* Stated exercise 1
List the titles of all the albums in the discography of the Johnny Greenwood article below.

# # # # #

= Johnny Greenwood (singer) =

Australian country music singer

Johnny Greenwood (born 29 June 1939) is an Australian country music singer. He recorded pop songs in London in the 1960s before returning to Australia to record for RCA. In 1973, Greenwood released a tribute single on RCA to the champion Australian boxer Tony Mundine. He is best known for his trucking song, "Big Bill", which he released in 1975

==Discography==
===Albums===
- Tibrogargan (1971)
- The Goondiwindi Grey (1973)
- The Singing Transport Man (1975)
- Johnny Greenwood (1977)
- Big Rigs and Truck Stops (1980)

===EPs===
- Just Another Mile To Go (1969)
- It's Time To Have Some Good Times (1992)

===Singles===
- "Loving Arms" (1963)
- "Star of the D.J. Show" (1964)
- "Detroit City" (with Ellie Lavelle) (1966)
- "The Goondiwindi Grey" (1973) - AUS #67
- "Our Champion - Tony Mundine " (1973)

# # # # #

* Stated exercise 2
Gather every line of the records below that contains the word "give", and copy each one. Case counts.

* Material for the task
# # # # #

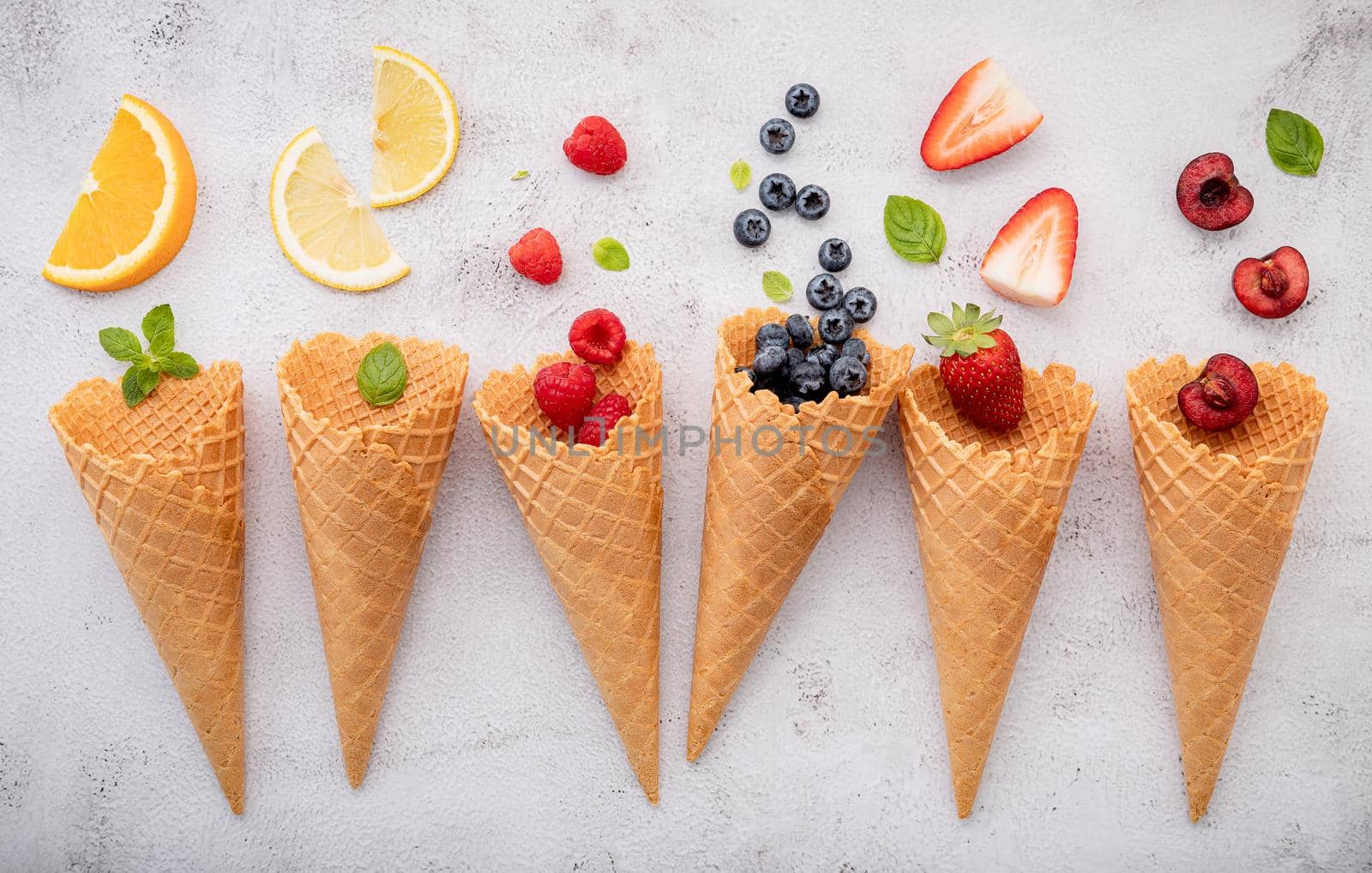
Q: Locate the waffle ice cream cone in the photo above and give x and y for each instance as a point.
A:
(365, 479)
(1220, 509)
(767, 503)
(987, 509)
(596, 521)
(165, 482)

# # # # #

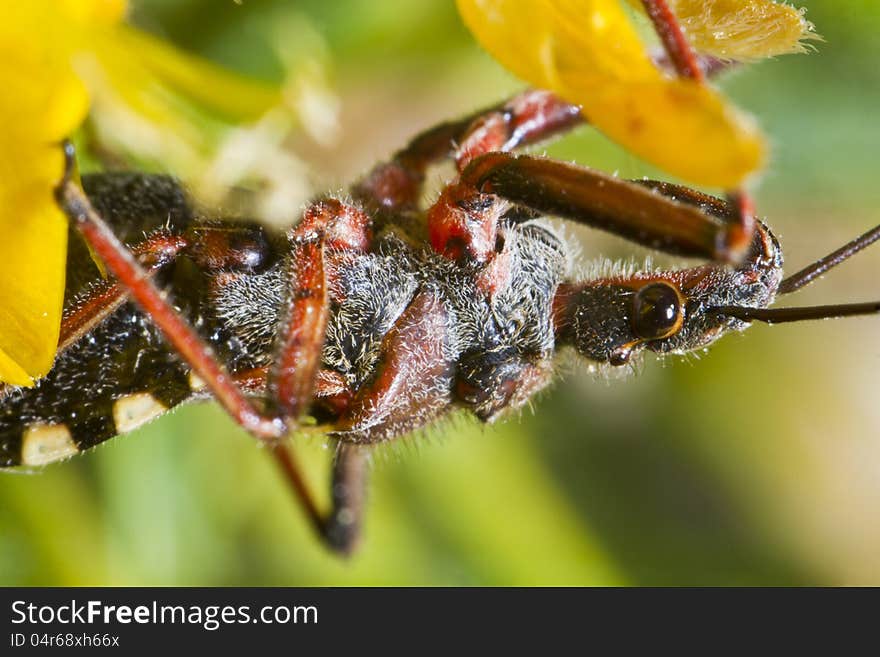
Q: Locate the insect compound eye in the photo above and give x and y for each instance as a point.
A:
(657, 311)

# # # # #

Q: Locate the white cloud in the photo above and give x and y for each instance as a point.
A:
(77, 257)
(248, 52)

# # # # #

* Worked answer 1
Tibrogargan
The Goondiwindi Grey
The Singing Transport Man
Johnny Greenwood
Big Rigs and Truck Stops

* Worked answer 2
Q: Locate the waffle ice cream cone in the photo above and give x and y for each instance as a point.
Q: Locate the insect compound eye in the photo above and give x and y for each instance as a point.
Q: Locate the white cloud in the photo above and give x and y for each instance as a point.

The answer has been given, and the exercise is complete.